Give the entries again exactly, every one of them.

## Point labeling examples
◇ ◇ ◇
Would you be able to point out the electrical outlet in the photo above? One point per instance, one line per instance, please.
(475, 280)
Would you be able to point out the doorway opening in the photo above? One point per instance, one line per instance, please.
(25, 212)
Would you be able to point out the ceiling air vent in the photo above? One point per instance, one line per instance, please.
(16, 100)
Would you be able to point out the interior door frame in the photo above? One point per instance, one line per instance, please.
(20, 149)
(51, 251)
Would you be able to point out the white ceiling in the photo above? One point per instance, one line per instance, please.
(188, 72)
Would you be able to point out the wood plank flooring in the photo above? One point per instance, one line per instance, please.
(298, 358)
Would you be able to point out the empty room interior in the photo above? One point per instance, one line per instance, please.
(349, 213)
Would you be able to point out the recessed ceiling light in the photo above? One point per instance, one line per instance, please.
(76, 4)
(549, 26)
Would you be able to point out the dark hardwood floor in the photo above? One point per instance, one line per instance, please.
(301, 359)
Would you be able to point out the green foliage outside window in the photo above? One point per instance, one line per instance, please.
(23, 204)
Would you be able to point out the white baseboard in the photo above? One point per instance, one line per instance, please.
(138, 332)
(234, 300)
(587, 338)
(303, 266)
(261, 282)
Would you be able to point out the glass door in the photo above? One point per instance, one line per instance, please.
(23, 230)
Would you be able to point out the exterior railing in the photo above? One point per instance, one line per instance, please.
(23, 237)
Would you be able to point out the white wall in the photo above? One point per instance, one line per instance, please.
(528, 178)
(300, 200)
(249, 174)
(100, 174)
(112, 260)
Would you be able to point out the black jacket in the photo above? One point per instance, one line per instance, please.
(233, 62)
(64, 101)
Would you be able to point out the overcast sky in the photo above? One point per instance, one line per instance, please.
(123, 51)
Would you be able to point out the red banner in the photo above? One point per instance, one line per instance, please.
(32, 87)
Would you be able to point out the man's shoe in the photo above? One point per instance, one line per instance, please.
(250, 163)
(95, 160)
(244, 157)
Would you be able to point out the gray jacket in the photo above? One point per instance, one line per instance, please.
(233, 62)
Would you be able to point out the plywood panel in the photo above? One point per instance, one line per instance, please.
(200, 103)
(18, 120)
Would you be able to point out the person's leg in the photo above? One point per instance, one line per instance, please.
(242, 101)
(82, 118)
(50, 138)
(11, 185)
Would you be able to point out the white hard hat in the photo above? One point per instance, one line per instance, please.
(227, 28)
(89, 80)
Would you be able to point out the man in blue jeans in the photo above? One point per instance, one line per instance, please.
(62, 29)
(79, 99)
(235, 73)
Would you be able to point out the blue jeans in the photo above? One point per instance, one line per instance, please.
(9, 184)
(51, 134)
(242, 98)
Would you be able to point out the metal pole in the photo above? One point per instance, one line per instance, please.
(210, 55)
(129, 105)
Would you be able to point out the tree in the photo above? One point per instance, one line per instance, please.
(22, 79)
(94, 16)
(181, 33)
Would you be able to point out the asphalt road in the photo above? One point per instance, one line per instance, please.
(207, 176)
◇ ◇ ◇
## Response for this exercise
Would you be able to point out the electrical outlet in the photo above? One point per instance, one line per instance, please.
(475, 280)
Would you be able to point out the doorway opening in the photo above? One point per instance, one line per instance, please.
(25, 212)
Would you be able to point out the ceiling air vent in the photo above? One point per instance, one line per instance, please.
(16, 100)
Would you be able to point out the interior door frame in the photo above? One point per instance, one line per instance, please.
(20, 149)
(51, 251)
Would you be able to point out the white ceiling in the photo above? One point per instance, one line per instance, please.
(188, 72)
Would you be able to point out the wood plank flooring in the photo above? One point per instance, one line per instance, please.
(298, 358)
Would you be able to point out the empty room interior in the photo above? One point per instance, one line per instance, please.
(349, 213)
Would you be able to point out the recessed ceiling light in the photo above? One point per instance, one line per instance, please.
(76, 4)
(549, 26)
Would you be able to point out the dark hardwood floor in the photo above? One point per instance, one line per instance, please.
(301, 359)
Would you be able to point out the green foliage outside window in the photo above? One point per instance, one line per instance, please.
(23, 204)
Would you be able to point out the white baseboard in the photo above? One point per instance, one line per instance, please.
(138, 332)
(234, 300)
(587, 338)
(303, 266)
(261, 282)
Would you be able to point out the glass door in the photo above? One point per instance, one line per instance, please.
(23, 230)
Would you be able to point out the exterior railing in the photo above? One point per instance, one line per instance, please.
(23, 237)
Would you be able to point out the white wall in the photo above? One point per instance, one line per instance, please.
(528, 178)
(300, 200)
(249, 174)
(100, 174)
(112, 260)
Would you be able to point out the black jacket in the photo above? One point per instance, one line per instance, please.
(233, 62)
(64, 101)
Would you be able to point out the overcast sky in the photo above? One point per instance, one line per instance, please.
(123, 51)
Would you be able to point out the red banner in the photo above? One point per instance, one line per instance, please.
(32, 87)
Would you be able to point out the man's shoe in the photo above? One point per instance, one line per instance, please.
(250, 163)
(95, 160)
(244, 157)
Would you be able to point out the gray jacket in the photo above? One point per instance, one line per instance, please.
(233, 62)
Would you be able to point out the plywood panel in the photo above? One point per instance, one line per instance, please.
(200, 103)
(18, 120)
Would you be able to point out the person's leg in the photo above? One point per instance, one line per instance, please.
(242, 101)
(82, 118)
(50, 138)
(11, 185)
Would you be able to point out the white hard hat in the photo above? One point per instance, one line per instance, please.
(227, 28)
(89, 80)
Would you be able to point out the man in blue jeans in the photo above? One point per instance, one line per instance, please.
(62, 29)
(79, 99)
(235, 73)
Would you be able to point out the blue jeans in the photo above? One point per instance, one line per instance, please.
(9, 184)
(51, 134)
(242, 98)
Would you be able to point out the metal pole in the photo above? One point per instance, one line per instance, please.
(210, 55)
(129, 105)
Would you be able to point out the tree in the photo above? One point per instance, one line per instance, please.
(22, 79)
(94, 16)
(181, 33)
Would you be able to point out the asphalt road in the photo above? One point per instance, one line per instance, please.
(207, 176)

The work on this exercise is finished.